### Challenge
In every row below, rename "query" to "prompt" and leave everything else unchanged.

### Data records
** START **

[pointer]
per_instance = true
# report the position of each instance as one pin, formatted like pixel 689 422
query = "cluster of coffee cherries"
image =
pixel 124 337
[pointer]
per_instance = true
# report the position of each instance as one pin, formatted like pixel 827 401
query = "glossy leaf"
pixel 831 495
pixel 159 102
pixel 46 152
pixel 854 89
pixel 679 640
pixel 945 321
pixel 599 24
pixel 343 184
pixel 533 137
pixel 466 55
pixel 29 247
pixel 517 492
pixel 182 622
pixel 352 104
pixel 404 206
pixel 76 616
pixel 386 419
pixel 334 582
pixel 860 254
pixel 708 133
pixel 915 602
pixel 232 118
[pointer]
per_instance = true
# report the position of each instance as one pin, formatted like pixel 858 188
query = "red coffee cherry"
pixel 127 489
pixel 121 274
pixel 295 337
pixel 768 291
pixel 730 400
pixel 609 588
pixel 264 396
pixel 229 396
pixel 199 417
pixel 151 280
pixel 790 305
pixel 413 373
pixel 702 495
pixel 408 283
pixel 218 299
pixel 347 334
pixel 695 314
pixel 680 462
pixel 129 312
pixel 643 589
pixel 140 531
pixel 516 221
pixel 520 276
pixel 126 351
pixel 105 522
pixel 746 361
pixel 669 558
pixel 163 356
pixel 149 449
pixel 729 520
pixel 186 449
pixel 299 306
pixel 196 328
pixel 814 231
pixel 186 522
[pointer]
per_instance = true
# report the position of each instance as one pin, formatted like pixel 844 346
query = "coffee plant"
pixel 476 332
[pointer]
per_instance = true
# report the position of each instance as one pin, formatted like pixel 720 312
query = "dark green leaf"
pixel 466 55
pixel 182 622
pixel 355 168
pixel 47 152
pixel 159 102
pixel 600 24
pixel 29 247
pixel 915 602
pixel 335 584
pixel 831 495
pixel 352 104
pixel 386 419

** END **

### Response to this task
[pointer]
per_instance = true
# report the position of each instance as one pin, formatted like pixel 689 422
prompt = "cluster of coffee cherries"
image =
pixel 124 337
[pointer]
per_instance = true
# report the position of each instance as one pin, formatted like pixel 827 401
prompt = "glossy leaf"
pixel 831 495
pixel 159 102
pixel 46 152
pixel 854 89
pixel 679 640
pixel 945 321
pixel 599 24
pixel 343 184
pixel 533 137
pixel 466 55
pixel 29 247
pixel 517 492
pixel 182 622
pixel 352 104
pixel 404 206
pixel 76 616
pixel 386 419
pixel 334 582
pixel 860 254
pixel 708 133
pixel 915 602
pixel 232 118
[pointer]
per_instance = true
# report the position of each instance as one pin, formatted like pixel 858 188
prompt = "red coffee cherry"
pixel 127 489
pixel 121 274
pixel 295 337
pixel 768 291
pixel 730 400
pixel 609 588
pixel 264 396
pixel 229 396
pixel 199 417
pixel 151 280
pixel 790 305
pixel 413 373
pixel 702 495
pixel 408 283
pixel 218 299
pixel 347 334
pixel 695 314
pixel 680 462
pixel 129 312
pixel 643 589
pixel 140 531
pixel 516 221
pixel 520 276
pixel 126 351
pixel 105 522
pixel 746 361
pixel 669 558
pixel 163 356
pixel 149 449
pixel 729 520
pixel 186 449
pixel 299 306
pixel 196 328
pixel 814 231
pixel 186 522
[pointer]
per_instance = true
# report the position of each instance as one pin, formatted like pixel 844 346
prompt = "coffee plant"
pixel 476 332
[pointer]
per_instance = true
# report the position of each instance as one pin, formatted like pixel 720 312
prompt = "dark green leaf"
pixel 466 55
pixel 182 622
pixel 355 168
pixel 47 152
pixel 159 102
pixel 600 24
pixel 29 247
pixel 915 602
pixel 335 584
pixel 831 495
pixel 352 104
pixel 386 419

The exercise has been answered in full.